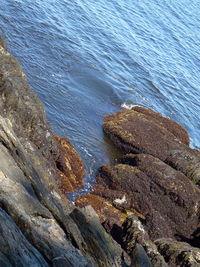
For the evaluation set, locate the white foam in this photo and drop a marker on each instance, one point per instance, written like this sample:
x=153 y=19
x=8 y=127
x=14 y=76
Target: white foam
x=128 y=106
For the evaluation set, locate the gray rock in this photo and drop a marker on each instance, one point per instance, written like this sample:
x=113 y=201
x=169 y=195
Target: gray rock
x=39 y=225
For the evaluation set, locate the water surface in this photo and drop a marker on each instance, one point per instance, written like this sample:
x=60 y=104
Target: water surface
x=86 y=59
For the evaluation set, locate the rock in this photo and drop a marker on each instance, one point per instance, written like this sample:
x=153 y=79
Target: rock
x=105 y=251
x=26 y=115
x=144 y=132
x=39 y=226
x=15 y=249
x=139 y=257
x=195 y=241
x=70 y=166
x=103 y=208
x=178 y=253
x=134 y=234
x=167 y=199
x=178 y=131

+ + +

* [Challenge] Can you format every line of the items above as a numbered list, skipping blank lines and leaving out the pictures?

* [Output for this task]
1. For the evaluation set, locate the white foam in this photo and drop a marker on each instance, one point per instance, written like this sample:
2. x=153 y=19
3. x=8 y=127
4. x=14 y=76
5. Target: white foam
6. x=128 y=106
7. For the evaluation set, locate the gray rock in this photo and drop a marker on each instance, one point per instance, written like this sample:
8. x=113 y=201
9. x=169 y=195
10. Target: gray rock
11. x=39 y=225
12. For the evaluation set, locate the water surface in this photo and drop a marker on each instance, one point per instance, written like this sample:
13. x=60 y=104
14. Target: water surface
15. x=86 y=59
16. For the evaluation set, locate the rock in this photo and drop a marker on each instance, one point per instance, written like this sample:
17. x=153 y=79
18. Target: rock
19. x=105 y=251
20. x=26 y=115
21. x=144 y=132
22. x=39 y=226
23. x=15 y=249
24. x=139 y=257
25. x=195 y=241
26. x=70 y=166
27. x=103 y=208
28. x=178 y=253
29. x=134 y=234
30. x=167 y=199
31. x=178 y=131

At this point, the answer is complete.